Text to read =>
▬▬▬

Lupe Fiasco recently had the distinction of being the first musical guest to appear on the first episode of TV's "The Late Show With David Letterman" following the program's two-month, writers-strike-fueled hiatus. It was a fitting honor for the hip-hop maverick, who cites Billie Holiday, Tom Waits and Johnny Cash among his favorite artists, and credits "Sesame Street" and Dr. Seuss among his biggest songwriting influences.
Fiasco recently launched a national tour of clubs and small theaters. Timed to promote his excellent second album, "Lupe Fiasco's the Cool," the tour is the eighth of his career but his first with a band. His previous shows found him accompanied only by a DJ.
|FIASCO IN THE MAKING - Making albums requires a single-minded approach for hip-hop maverick Lupe Fiasco. CNS Photo courtesy of Lionel Deluy. |
Lupe's music icons
A true maverick, Lupe Fiasco draws from a deeper and more varied musical well than many hip-hop artists. This helps explain why he cites "Sesame Street" as a songwriting influence and hopes to record with members of Pink Floyd. Here are two of his all-time favorites:
ARTIST: Billie Holiday
The 411: Lady Day, as she was also widely known, is one of the most eloquent jazz and blues singers either music has ever known. Only 44 when she died in 1959, she left behind a remarkable body of work that included myriad solo albums and collaborations with such icons as Count Basie, Duke Ellington, Artie Shaw and Benny Goodman. A hard-living woman who battled depression, abusive relationships and debilitating drug and alcohol habits, she was able to channel her personal pain into a series of exquisitely moving records.
Classic songs: "Strange Fruit," "Lover Man" and "God Bless the Child."
Fiasco: "She's one of my heroes, my icons. She didn't have the greatest voice, compared to Sarah (Vaughan) and Ella (Fitzgerald), but she always had a certain kind of pain she conveyed. And she was a tough lady who knocked out sailors in bars! She was a gangsta!'"

▬▬▬

Dataset excerpt =>
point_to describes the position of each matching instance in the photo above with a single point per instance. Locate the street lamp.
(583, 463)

▬▬▬

Given task 1 =>
The article on Lupe Fiasco says he names "Sesame Street" as a songwriting influence. What reason does it give for this, in one to three sentences?
Given task 2 =>
Reproduce the Lupe Fiasco article word for word, from "Lupe Fiasco recently" to "biggest songwriting influences.".
Given task 3 =>
Carry on writing the article about Lupe Fiasco from the point where it stops.

Right answer 1 =>
Fiasco draws from a deeper and more varied musical well than many hip-hop artists. This helps explain why he cites "Sesame Street" as a songwriting influence and hopes to record with members of Pink Floyd.

Right answer 2 =>
Lupe Fiasco recently had the distinction of being the first musical guest to appear on the first episode of TV's "The Late Show With David Letterman" following the program's two-month, writers-strike-fueled hiatus. It was a fitting honor for the hip-hop maverick, who cites Billie Holiday, Tom Waits and Johnny Cash among his favorite artists, and credits "Sesame Street" and Dr. Seuss among his biggest songwriting influences.

Right answer 3 =>
ARTIST: Tom Waits
The 411: Born in Pomona, Calif., and raised in San Diego, Waits is one of pop's most distinctive and uncompromising singer-songwriters. His early songs from the 1970s have been covered by Bruce Springsteen, The Eagles, Rod Stewart and others. The music he's recorded since his landmark 1983 album, "Swordfish Trombones," is so raw and distinctive that almost no one else has even dared to even try. Equal parts hobo and barroom raconteur, sonic daredevil and junkyard poet, blues shouter and skewed crooner, he's an American original.
Classic songs: "San Diego Serenade," "Heart of Saturday Night" and "Day After Tomorrow."
Fiasco: "He's a master storyteller and performer, both on and off stage. He has a certain approach, which is very guttural and sloppy, but also very controlled. I love his (1975 album) 'Nighthawks at the Diner,' and (1999's) 'Mule Variations,' which has 'Big in Japan' and 'Chocolate Jesus' on it."
"You have to grow into it; I don't think it's wise to start out with a band," said the 25-year-old Fiasco (real name: Wasalu Muhammad Jaco), who got his start rapping at high school talent shows in his hometown of Chicago.
"A band can become a crutch. If you look back through the history of hip-hop, in the beginning it was just you and a microphone, and the challenge was: 'How do you rock the crowd when you don't have any music?' So, it's like training and actually learning how to entertain a crowd with the most minimal amount of tools. ... It's always about progression, instead of starting out really huge, and then - when people want more - where can you go, but down? If you don't know how to entertain with just you and a DJ, first, a band won't help you."
With or without his six-man band, this uncompromising rapper is a force to contend with. Witness his new album and his nearly as impressive 2006 debut, "Lupe Fiasco's Food & Liquor," which earned him three Grammy Award nominations.
A savvy social observer who first made waves with his 2006 vocal cameo on Kanye West's "Touch the Sky," Fiasco is upbeat by nature, yet deeply concerned about the constantly declining state of the world around him. Both of his albums begin with a stark spoken-word performance by his sister, Iesha Jaco, 27, who briefly ruminates on timely social and political topics.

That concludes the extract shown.